» Task details:
Count the lines in the records below that contain the word "positive", and reply with the number alone.

(Records provided Opens)

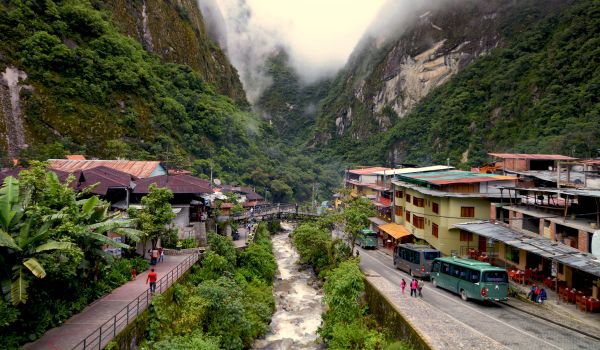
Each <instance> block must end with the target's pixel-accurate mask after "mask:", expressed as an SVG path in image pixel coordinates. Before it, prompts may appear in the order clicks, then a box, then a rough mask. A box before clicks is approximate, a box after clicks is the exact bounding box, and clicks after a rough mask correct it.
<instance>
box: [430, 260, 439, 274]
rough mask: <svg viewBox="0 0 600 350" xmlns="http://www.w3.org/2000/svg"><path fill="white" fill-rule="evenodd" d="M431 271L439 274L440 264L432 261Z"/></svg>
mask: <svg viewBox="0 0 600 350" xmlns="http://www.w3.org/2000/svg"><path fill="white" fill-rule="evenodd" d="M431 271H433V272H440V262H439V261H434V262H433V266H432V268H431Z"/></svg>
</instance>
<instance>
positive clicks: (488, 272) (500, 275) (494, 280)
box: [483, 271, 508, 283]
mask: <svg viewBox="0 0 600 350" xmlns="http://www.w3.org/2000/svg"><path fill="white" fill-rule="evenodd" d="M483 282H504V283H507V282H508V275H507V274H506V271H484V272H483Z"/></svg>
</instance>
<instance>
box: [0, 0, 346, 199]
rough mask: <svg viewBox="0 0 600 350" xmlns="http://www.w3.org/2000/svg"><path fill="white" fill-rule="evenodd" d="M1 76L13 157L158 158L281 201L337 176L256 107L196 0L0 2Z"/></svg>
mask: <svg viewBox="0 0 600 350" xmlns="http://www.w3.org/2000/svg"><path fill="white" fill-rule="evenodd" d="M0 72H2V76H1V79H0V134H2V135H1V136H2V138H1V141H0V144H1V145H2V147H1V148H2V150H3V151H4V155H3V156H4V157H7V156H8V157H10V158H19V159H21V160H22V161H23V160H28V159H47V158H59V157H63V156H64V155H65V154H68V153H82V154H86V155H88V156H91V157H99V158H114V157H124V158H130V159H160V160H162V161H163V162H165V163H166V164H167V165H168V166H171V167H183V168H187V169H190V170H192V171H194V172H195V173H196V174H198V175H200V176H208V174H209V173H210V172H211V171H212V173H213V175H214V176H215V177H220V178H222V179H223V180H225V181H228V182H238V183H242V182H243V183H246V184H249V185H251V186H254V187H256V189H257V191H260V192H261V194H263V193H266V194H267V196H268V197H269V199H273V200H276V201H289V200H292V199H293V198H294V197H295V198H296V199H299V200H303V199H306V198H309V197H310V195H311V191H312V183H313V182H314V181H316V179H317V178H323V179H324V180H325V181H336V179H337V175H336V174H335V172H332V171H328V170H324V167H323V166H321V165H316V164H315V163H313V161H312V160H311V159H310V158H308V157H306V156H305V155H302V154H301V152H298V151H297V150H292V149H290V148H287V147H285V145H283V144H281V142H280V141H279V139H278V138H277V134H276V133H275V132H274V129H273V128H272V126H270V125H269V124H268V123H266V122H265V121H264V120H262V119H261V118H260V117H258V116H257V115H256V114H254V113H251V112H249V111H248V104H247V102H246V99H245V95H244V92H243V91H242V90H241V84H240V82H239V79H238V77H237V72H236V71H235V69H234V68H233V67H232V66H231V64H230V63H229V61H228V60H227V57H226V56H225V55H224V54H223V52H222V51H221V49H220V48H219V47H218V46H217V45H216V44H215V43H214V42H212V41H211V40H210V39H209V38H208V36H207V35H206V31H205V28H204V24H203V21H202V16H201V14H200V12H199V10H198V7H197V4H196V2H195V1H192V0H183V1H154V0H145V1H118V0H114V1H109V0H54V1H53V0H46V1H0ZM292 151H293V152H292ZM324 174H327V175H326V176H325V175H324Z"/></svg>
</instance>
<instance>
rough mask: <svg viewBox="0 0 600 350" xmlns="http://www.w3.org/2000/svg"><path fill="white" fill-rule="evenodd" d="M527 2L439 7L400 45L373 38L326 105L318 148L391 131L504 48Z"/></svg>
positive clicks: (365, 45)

(Records provided Closes)

» Your solution:
2